Dataset records:
______________________________

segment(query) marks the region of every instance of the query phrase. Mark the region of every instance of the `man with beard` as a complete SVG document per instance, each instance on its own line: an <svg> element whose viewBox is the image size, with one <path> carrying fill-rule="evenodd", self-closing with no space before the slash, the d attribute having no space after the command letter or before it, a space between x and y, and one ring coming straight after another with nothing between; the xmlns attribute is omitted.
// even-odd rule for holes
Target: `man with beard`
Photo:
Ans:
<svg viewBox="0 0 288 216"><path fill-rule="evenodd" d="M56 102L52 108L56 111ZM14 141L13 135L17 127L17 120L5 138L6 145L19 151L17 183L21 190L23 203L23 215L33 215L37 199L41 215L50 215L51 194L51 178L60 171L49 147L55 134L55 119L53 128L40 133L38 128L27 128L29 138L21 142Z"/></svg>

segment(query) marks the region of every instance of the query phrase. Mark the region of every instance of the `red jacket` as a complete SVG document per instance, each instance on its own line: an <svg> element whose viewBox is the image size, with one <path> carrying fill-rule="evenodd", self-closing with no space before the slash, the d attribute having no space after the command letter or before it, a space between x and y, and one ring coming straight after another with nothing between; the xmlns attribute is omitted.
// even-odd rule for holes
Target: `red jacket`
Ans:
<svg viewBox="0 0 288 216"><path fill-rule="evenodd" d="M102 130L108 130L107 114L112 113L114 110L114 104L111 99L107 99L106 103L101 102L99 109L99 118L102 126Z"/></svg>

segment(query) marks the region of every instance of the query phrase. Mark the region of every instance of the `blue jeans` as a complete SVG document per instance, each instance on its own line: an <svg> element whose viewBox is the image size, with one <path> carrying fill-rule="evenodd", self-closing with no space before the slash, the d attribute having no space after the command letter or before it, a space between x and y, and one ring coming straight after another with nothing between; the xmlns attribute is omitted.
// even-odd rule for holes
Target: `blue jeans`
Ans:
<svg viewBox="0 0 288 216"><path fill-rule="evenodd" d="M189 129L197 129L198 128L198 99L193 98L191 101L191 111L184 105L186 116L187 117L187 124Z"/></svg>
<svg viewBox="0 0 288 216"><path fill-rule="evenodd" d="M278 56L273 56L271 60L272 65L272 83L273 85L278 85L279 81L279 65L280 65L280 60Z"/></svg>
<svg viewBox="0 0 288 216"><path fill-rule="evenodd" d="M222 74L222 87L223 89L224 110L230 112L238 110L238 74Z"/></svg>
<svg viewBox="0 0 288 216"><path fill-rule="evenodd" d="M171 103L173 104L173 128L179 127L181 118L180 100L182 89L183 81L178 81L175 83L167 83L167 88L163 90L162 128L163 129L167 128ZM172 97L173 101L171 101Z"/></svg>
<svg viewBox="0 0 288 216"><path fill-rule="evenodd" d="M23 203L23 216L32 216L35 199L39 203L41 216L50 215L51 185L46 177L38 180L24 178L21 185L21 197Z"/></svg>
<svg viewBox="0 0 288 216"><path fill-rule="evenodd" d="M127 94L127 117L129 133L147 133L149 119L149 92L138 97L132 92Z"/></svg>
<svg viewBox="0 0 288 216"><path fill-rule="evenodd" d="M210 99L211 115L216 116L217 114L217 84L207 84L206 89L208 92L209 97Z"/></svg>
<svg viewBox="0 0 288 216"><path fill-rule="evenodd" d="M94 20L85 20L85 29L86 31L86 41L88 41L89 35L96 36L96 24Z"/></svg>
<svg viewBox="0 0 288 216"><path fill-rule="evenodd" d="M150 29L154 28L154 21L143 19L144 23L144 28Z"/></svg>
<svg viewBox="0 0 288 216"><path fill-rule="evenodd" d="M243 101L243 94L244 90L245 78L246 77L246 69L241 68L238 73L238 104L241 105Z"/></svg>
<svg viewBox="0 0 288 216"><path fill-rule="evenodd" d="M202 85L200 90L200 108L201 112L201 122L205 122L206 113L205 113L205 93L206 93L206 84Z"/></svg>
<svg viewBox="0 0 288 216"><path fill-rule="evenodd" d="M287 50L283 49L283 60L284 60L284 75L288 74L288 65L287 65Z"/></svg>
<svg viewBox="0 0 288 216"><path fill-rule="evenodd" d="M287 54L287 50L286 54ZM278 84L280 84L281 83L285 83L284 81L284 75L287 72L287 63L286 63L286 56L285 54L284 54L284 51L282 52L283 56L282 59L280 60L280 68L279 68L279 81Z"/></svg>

______________________________

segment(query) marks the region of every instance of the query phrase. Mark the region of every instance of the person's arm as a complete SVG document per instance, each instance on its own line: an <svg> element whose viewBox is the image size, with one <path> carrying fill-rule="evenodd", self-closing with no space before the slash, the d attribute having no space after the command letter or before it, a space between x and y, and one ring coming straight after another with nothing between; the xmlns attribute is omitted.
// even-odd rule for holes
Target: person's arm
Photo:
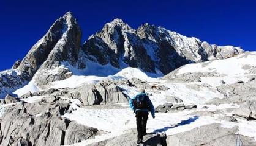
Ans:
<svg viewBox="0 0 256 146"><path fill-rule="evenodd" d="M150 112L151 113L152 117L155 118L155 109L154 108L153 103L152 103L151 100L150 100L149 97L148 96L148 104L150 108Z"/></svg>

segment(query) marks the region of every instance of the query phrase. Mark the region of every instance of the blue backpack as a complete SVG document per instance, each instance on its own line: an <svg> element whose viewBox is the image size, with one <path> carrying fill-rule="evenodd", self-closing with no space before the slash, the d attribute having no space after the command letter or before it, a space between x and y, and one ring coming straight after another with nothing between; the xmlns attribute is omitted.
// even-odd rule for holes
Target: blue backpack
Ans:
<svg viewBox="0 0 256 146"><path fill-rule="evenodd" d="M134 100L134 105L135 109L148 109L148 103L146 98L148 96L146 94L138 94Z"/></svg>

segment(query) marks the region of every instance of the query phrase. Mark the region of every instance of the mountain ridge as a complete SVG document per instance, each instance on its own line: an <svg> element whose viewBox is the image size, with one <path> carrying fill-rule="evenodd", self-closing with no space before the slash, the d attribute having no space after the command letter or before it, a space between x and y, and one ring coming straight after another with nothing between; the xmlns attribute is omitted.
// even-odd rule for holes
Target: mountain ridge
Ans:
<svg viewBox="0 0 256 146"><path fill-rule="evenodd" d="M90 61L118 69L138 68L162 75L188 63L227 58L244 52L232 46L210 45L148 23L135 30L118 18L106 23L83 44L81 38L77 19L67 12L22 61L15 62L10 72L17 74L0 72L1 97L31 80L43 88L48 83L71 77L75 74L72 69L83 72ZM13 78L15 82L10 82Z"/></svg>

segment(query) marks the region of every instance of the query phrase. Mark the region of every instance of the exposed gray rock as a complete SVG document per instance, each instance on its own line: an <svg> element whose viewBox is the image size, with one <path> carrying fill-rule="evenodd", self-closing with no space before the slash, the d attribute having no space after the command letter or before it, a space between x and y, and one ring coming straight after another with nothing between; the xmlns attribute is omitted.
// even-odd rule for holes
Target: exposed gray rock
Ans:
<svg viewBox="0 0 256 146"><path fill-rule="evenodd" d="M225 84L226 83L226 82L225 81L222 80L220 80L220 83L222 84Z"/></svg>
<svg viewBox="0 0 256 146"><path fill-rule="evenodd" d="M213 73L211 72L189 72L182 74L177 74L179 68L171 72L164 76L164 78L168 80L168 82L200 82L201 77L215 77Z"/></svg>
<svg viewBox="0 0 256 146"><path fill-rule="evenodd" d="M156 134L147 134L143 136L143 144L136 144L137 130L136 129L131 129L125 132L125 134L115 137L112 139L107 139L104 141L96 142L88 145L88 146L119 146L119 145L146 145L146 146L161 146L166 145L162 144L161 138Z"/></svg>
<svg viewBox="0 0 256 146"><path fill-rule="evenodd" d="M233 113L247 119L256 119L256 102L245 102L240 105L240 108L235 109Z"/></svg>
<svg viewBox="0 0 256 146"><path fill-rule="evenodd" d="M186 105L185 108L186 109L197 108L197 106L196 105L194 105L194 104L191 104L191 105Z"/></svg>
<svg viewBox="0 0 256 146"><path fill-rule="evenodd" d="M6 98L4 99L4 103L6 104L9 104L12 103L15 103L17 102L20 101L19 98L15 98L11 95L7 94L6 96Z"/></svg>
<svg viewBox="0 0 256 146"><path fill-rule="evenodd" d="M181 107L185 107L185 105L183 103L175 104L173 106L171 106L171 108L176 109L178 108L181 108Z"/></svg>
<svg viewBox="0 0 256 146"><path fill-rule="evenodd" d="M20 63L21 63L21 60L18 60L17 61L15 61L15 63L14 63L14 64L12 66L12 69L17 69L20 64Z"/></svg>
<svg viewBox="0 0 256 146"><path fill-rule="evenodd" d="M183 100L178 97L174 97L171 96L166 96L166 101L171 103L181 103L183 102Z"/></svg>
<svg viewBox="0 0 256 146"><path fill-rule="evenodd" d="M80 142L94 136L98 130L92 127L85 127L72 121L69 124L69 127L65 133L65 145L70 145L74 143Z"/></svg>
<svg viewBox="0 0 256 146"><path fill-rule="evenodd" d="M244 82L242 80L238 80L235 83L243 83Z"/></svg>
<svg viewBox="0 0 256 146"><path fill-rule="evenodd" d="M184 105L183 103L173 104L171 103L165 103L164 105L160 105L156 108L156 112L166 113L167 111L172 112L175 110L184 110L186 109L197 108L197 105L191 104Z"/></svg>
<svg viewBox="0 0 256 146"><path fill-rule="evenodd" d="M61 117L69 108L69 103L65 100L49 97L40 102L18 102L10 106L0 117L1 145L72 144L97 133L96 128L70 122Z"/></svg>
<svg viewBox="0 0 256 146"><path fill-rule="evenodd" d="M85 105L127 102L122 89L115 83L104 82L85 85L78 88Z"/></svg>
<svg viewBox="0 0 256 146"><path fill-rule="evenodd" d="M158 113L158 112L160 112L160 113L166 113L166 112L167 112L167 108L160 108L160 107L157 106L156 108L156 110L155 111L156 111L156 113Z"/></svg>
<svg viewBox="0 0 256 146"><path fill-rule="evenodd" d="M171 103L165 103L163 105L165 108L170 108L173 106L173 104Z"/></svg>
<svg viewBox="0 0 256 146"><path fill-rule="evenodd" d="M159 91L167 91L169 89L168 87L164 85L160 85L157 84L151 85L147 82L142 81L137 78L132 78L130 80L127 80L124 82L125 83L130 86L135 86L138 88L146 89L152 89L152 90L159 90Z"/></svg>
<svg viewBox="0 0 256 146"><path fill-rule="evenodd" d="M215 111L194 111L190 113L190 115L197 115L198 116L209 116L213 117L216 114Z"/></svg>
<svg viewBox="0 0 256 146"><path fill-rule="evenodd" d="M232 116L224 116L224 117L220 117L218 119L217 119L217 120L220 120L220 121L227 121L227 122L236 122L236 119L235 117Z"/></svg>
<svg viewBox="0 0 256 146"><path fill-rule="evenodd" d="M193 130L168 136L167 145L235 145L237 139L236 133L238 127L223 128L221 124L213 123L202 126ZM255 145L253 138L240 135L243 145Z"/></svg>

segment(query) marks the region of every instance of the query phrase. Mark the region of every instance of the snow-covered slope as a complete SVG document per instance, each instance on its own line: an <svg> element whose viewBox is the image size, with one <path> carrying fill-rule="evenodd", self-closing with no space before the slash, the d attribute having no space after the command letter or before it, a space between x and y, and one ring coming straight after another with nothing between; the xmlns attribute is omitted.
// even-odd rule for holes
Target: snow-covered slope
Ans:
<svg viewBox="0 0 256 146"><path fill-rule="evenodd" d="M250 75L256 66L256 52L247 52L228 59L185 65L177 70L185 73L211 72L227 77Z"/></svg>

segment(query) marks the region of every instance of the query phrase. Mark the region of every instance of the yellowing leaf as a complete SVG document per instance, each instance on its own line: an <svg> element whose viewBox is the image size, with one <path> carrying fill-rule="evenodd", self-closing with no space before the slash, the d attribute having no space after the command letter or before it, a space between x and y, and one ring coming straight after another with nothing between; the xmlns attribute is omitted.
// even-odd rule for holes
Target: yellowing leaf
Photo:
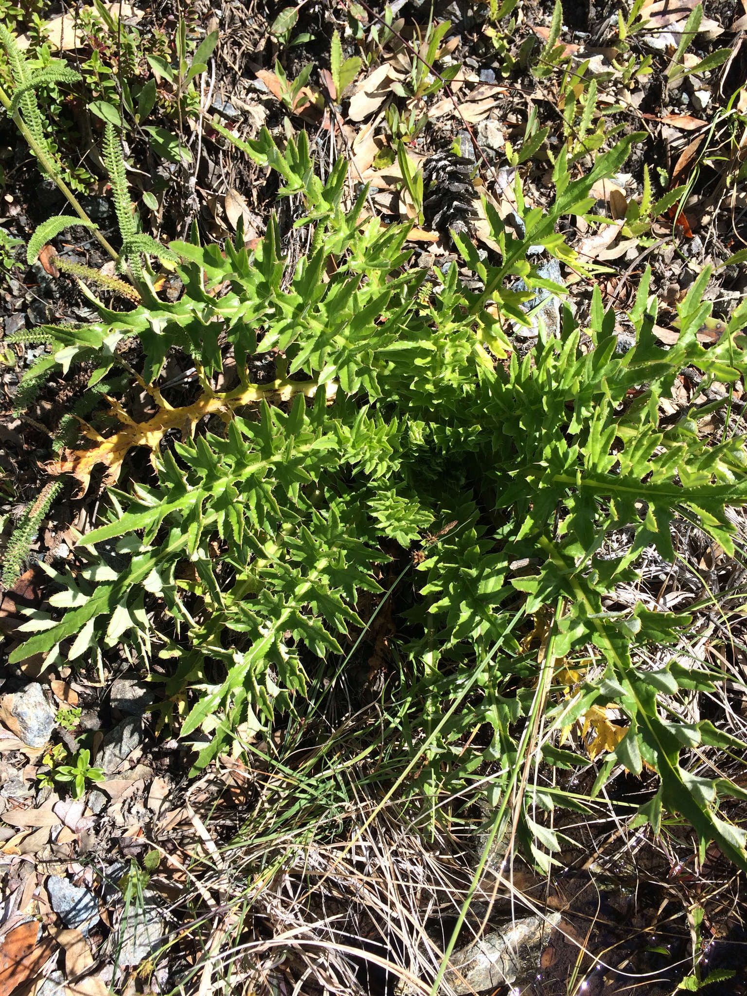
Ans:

______________________________

- _DIRECTIONS FOR THIS TASK_: Report every line above that contains the word "covered", copying each one in full.

- _EXERCISE RESULT_:
segment(query) marks the region of every instance of the query phrase. Mark the region of every instance of the snow-covered slope as a complete SVG document per instance, each instance on its own line: an <svg> element whose viewBox is the image size, with one <path> carrying fill-rule="evenodd", self-closing with no space before the slash, the d attribute having no space after the command letter or before it, a space between x and y, and one ring coming straight after another with nothing between; the xmlns attribute is omitted.
Target: snow-covered slope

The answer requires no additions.